-- begin --
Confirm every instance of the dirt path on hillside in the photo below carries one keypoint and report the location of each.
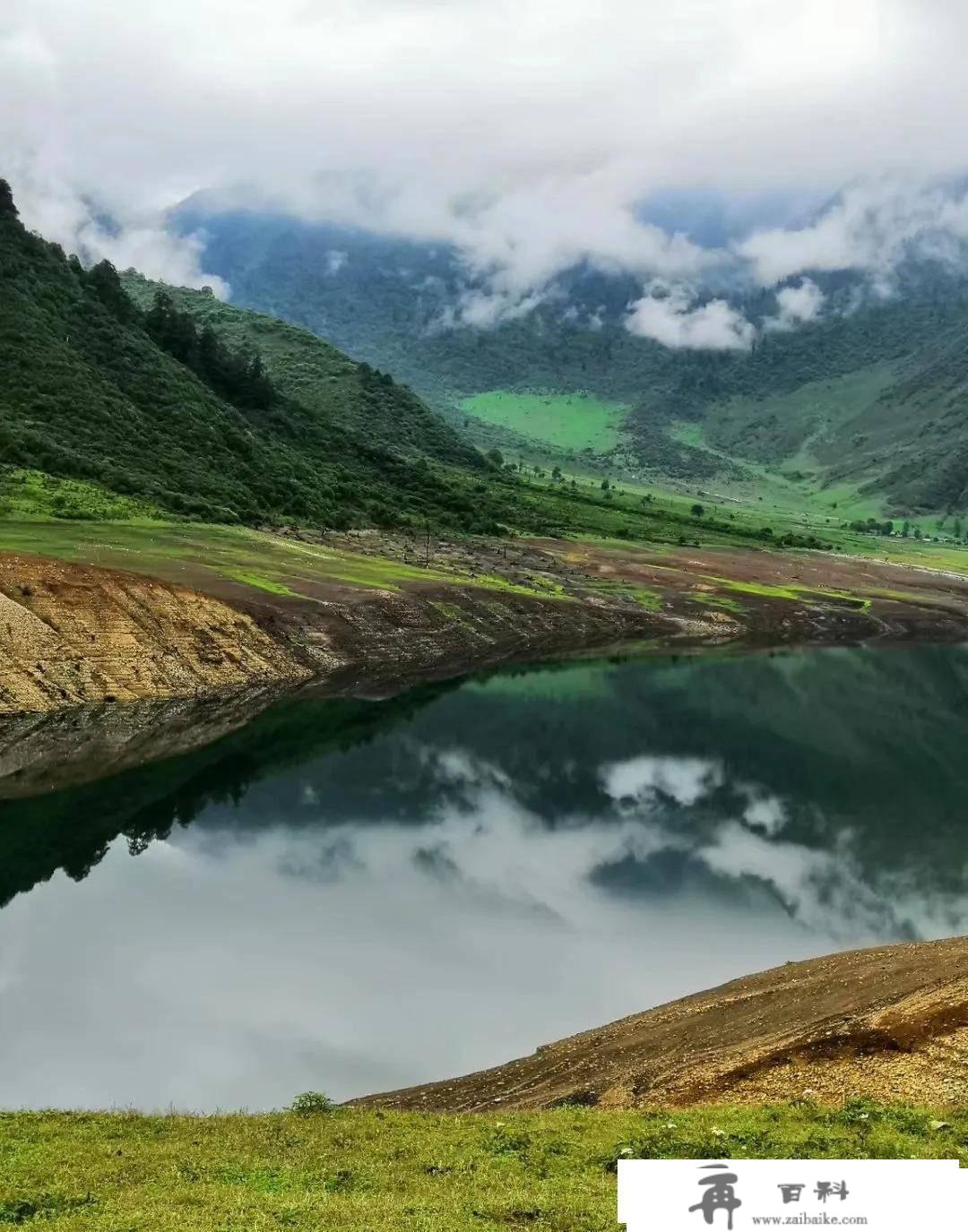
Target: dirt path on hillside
(888, 1024)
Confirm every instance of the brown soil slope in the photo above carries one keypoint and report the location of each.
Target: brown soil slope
(889, 1022)
(71, 633)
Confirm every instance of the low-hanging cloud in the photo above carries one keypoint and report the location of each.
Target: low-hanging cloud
(670, 315)
(797, 306)
(870, 227)
(525, 134)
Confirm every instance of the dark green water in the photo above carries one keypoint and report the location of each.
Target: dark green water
(354, 896)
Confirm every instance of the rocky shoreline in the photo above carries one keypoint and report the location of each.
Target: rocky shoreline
(74, 634)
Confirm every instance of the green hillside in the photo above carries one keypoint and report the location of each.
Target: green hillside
(318, 377)
(195, 426)
(869, 397)
(173, 403)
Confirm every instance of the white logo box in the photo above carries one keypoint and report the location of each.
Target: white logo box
(881, 1195)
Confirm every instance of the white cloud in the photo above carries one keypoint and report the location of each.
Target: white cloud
(334, 260)
(869, 227)
(666, 314)
(797, 306)
(523, 131)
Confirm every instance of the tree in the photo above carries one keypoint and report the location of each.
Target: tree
(7, 210)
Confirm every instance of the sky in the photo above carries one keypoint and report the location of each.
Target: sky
(523, 131)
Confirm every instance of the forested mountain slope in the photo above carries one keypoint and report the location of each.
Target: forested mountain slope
(147, 404)
(869, 393)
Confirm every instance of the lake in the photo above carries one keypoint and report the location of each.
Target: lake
(351, 896)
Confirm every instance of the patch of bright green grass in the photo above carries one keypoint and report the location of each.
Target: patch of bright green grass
(32, 495)
(351, 1170)
(256, 583)
(797, 594)
(200, 556)
(566, 420)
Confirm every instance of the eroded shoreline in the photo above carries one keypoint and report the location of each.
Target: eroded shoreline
(75, 633)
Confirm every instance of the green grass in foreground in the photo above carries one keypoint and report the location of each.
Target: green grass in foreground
(360, 1172)
(567, 420)
(199, 555)
(31, 495)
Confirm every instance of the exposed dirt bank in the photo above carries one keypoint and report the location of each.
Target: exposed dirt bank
(888, 1024)
(72, 633)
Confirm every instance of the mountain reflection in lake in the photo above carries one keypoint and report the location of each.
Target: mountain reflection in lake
(354, 896)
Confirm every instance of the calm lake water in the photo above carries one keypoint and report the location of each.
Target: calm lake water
(354, 896)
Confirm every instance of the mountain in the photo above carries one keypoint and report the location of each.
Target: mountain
(196, 421)
(203, 409)
(869, 394)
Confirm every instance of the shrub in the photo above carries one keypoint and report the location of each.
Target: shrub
(311, 1103)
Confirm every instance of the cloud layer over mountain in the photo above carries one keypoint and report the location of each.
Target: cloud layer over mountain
(528, 134)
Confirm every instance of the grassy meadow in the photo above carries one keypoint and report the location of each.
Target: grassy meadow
(353, 1170)
(565, 420)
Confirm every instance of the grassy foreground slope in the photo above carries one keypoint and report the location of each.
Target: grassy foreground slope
(370, 1172)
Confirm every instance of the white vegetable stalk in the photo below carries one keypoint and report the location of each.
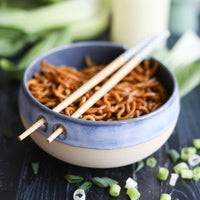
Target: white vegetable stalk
(79, 194)
(173, 179)
(130, 183)
(194, 160)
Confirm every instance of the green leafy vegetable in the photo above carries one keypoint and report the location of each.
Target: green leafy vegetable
(182, 60)
(73, 178)
(84, 29)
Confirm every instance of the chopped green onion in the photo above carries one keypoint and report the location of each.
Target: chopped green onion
(151, 162)
(130, 183)
(187, 152)
(103, 182)
(110, 181)
(196, 143)
(180, 166)
(79, 194)
(194, 160)
(173, 179)
(140, 165)
(73, 178)
(163, 173)
(85, 186)
(35, 167)
(173, 155)
(133, 193)
(165, 197)
(114, 190)
(8, 134)
(186, 174)
(196, 173)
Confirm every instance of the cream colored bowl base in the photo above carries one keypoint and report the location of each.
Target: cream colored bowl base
(99, 158)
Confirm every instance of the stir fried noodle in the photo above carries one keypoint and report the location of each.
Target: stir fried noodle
(137, 94)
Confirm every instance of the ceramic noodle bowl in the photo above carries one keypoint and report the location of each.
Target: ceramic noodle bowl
(98, 144)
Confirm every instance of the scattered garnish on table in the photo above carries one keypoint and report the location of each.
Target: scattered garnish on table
(139, 165)
(163, 173)
(103, 181)
(73, 178)
(133, 193)
(151, 162)
(85, 186)
(114, 190)
(186, 152)
(173, 155)
(173, 179)
(79, 194)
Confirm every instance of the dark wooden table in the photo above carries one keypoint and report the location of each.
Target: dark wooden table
(17, 180)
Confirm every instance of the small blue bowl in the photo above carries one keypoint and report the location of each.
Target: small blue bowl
(98, 144)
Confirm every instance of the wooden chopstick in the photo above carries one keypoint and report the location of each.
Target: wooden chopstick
(118, 76)
(108, 70)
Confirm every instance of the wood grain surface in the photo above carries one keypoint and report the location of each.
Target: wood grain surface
(17, 180)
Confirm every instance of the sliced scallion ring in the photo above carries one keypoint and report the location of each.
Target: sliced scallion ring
(133, 193)
(180, 166)
(196, 143)
(173, 155)
(186, 152)
(163, 173)
(114, 190)
(140, 165)
(194, 160)
(79, 194)
(186, 174)
(196, 173)
(173, 179)
(151, 162)
(73, 178)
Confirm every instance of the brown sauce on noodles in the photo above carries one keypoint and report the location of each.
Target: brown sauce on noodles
(137, 94)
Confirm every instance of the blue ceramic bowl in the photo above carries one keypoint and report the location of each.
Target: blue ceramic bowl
(98, 144)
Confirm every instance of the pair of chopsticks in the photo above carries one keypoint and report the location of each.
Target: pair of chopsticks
(130, 59)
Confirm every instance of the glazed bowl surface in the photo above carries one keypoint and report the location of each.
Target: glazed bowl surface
(98, 144)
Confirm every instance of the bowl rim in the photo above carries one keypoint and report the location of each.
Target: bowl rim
(89, 122)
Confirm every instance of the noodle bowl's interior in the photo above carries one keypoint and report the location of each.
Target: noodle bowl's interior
(139, 93)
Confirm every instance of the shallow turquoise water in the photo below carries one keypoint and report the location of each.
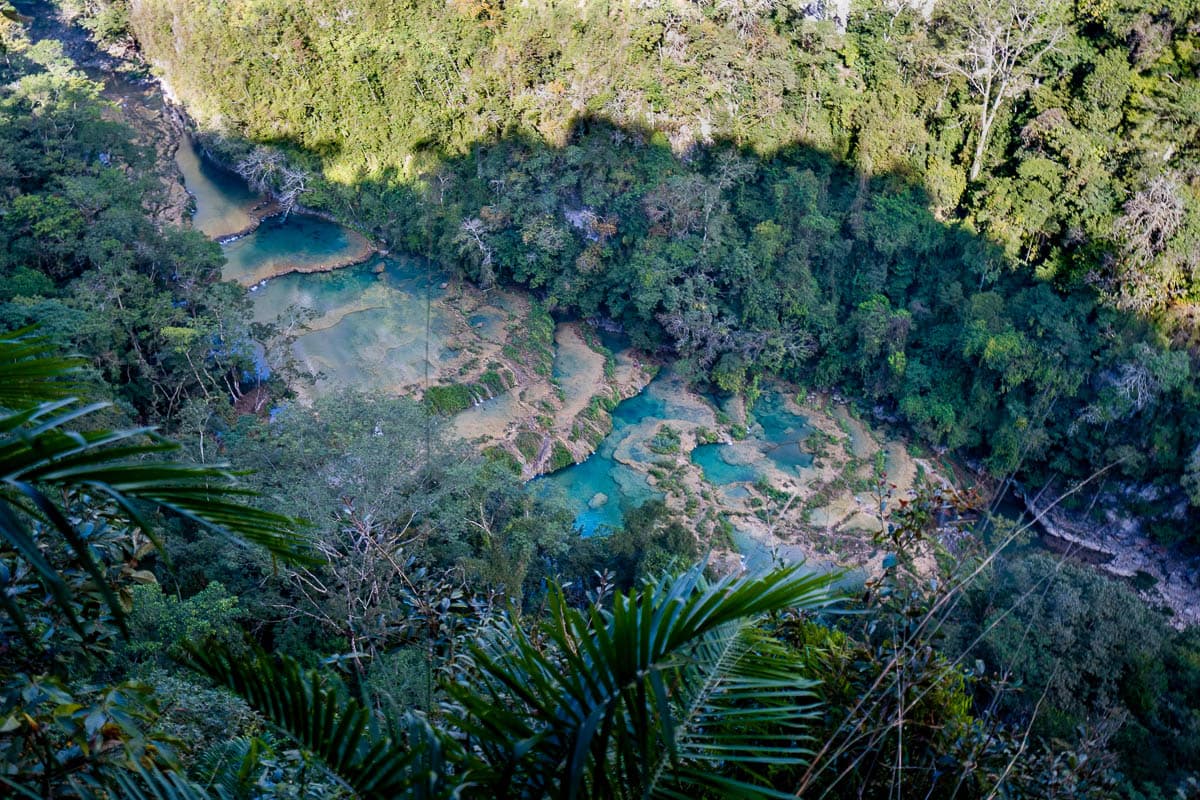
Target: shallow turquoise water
(719, 470)
(297, 242)
(783, 431)
(603, 474)
(222, 198)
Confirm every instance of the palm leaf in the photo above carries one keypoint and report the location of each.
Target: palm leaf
(149, 783)
(651, 698)
(317, 713)
(30, 372)
(49, 469)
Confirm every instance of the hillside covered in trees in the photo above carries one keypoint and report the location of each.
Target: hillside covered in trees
(981, 216)
(978, 221)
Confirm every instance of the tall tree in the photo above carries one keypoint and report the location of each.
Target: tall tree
(997, 47)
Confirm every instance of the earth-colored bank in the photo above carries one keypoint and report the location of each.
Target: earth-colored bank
(804, 479)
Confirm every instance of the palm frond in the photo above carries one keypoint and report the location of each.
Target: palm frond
(648, 698)
(149, 783)
(31, 372)
(317, 714)
(53, 468)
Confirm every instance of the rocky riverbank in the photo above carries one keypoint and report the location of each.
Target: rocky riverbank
(1165, 578)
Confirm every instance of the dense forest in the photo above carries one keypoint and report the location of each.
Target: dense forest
(1001, 260)
(983, 217)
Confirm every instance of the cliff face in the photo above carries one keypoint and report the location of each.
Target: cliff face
(137, 102)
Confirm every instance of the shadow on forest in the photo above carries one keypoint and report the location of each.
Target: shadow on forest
(802, 266)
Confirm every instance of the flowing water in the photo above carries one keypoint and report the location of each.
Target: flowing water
(223, 202)
(366, 326)
(606, 485)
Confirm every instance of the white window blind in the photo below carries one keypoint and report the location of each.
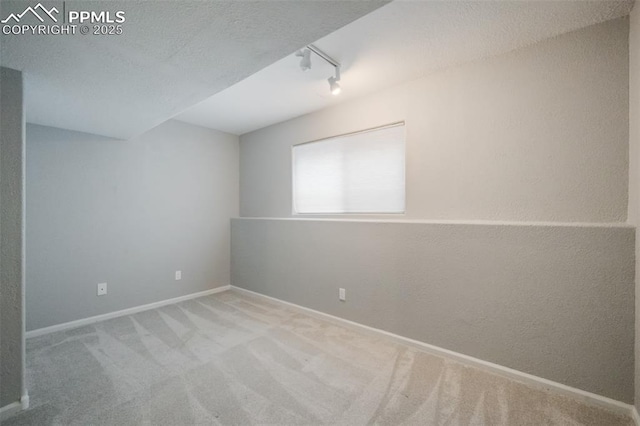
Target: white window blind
(357, 173)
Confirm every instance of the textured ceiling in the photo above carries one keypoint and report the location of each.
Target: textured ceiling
(170, 56)
(395, 43)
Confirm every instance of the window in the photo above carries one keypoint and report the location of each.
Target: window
(361, 172)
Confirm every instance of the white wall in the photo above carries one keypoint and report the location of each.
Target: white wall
(539, 134)
(11, 236)
(128, 213)
(634, 166)
(536, 135)
(553, 301)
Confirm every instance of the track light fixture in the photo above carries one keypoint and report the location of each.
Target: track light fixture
(305, 64)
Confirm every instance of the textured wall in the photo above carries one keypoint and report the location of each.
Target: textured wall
(634, 163)
(11, 191)
(538, 134)
(128, 213)
(554, 301)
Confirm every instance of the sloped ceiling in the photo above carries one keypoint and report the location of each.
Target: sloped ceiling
(171, 55)
(400, 41)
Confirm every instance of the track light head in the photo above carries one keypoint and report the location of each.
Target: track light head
(334, 86)
(305, 62)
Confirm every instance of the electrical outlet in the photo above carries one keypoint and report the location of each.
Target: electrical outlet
(102, 289)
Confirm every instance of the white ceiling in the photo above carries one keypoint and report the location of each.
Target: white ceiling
(395, 43)
(172, 55)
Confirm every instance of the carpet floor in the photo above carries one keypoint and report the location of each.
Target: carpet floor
(230, 358)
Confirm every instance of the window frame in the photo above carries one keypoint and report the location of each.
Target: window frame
(367, 213)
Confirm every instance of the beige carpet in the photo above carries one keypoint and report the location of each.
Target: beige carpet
(233, 359)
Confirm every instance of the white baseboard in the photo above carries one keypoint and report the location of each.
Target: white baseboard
(529, 379)
(123, 312)
(10, 410)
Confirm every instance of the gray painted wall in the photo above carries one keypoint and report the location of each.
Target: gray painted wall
(129, 213)
(554, 301)
(538, 134)
(11, 240)
(634, 164)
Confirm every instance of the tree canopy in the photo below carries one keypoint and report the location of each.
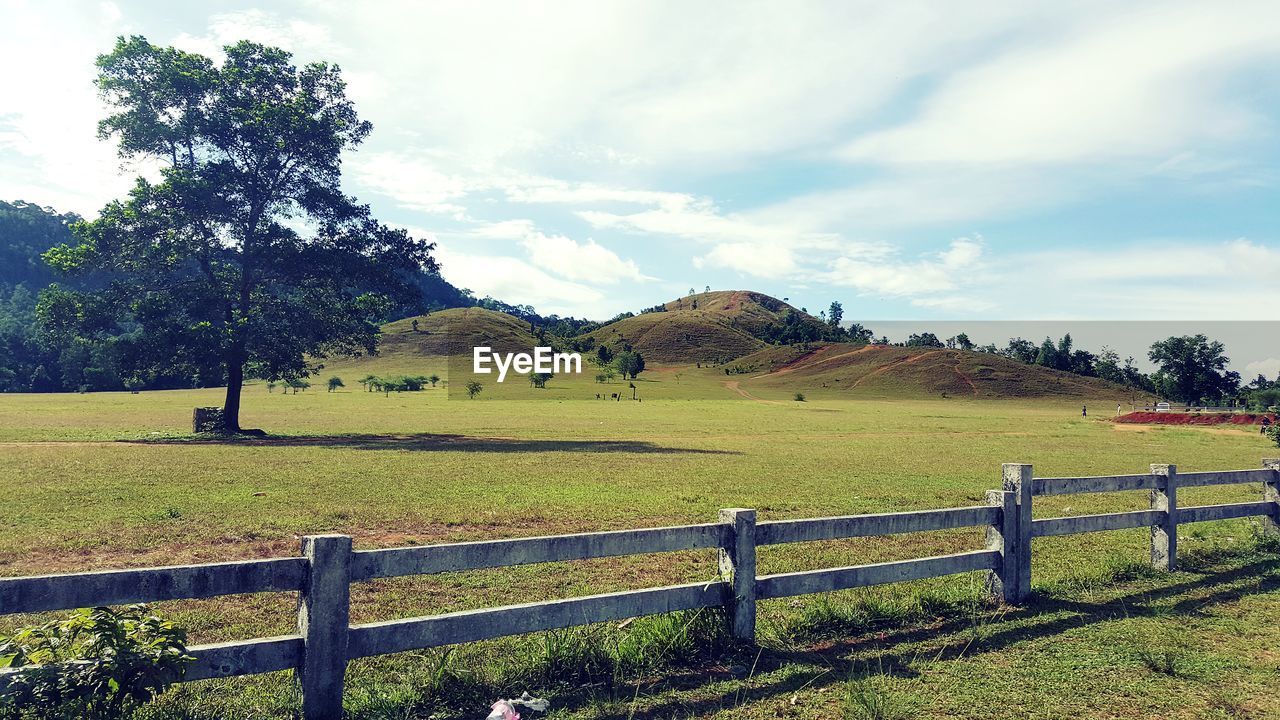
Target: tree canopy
(246, 249)
(1193, 369)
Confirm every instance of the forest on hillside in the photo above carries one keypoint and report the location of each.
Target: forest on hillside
(35, 356)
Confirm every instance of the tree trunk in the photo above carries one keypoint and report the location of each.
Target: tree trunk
(234, 383)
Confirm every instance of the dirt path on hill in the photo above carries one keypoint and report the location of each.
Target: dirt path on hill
(968, 381)
(734, 386)
(883, 369)
(799, 361)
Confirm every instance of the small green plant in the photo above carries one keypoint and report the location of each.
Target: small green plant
(94, 664)
(872, 697)
(1165, 659)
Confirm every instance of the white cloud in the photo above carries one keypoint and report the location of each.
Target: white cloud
(1168, 279)
(942, 272)
(298, 36)
(517, 281)
(1146, 82)
(49, 109)
(415, 183)
(1270, 368)
(757, 259)
(585, 261)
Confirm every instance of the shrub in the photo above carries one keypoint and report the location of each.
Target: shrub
(92, 664)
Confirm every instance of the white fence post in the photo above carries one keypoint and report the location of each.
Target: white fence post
(1001, 537)
(1018, 479)
(737, 566)
(324, 616)
(1164, 536)
(1271, 493)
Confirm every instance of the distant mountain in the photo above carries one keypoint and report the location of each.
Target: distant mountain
(711, 327)
(26, 232)
(455, 332)
(887, 370)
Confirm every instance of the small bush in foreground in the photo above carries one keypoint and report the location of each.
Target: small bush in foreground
(92, 664)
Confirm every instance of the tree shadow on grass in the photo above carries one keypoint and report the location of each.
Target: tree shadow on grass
(442, 442)
(954, 637)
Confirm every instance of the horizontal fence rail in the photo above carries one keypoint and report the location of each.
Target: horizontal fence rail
(868, 525)
(151, 584)
(328, 565)
(790, 584)
(432, 559)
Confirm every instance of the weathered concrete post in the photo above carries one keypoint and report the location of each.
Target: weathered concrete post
(1271, 493)
(324, 615)
(737, 566)
(1164, 534)
(1002, 582)
(1018, 479)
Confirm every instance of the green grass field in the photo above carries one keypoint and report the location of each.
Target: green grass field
(113, 479)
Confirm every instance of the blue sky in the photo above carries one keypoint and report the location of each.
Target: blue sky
(915, 160)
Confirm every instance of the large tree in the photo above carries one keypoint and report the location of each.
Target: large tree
(1193, 369)
(245, 249)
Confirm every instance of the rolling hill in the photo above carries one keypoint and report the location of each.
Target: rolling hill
(456, 332)
(880, 370)
(731, 331)
(707, 327)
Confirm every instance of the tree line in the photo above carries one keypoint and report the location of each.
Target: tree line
(1191, 369)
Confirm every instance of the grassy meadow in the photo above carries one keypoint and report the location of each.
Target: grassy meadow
(114, 479)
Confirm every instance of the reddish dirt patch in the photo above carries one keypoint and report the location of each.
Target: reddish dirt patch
(1196, 418)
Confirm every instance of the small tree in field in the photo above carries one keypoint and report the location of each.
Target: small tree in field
(630, 364)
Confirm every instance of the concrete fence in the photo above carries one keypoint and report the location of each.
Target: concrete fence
(321, 575)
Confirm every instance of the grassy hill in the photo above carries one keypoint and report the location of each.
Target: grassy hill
(438, 336)
(876, 370)
(707, 327)
(727, 329)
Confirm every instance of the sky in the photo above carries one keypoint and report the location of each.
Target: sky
(1066, 160)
-- end --
Format the lines from the one containing "Confirm every instance of the white logo" to the one containing "(881, 1195)", both included, as a JSON list of strings. Use one string per line and omit blank lines.

● Solved problem:
[
  "Confirm every instance of the white logo box in the photo above carries one keypoint and report the location of each.",
  "Target: white logo box",
  "(881, 1195)"
]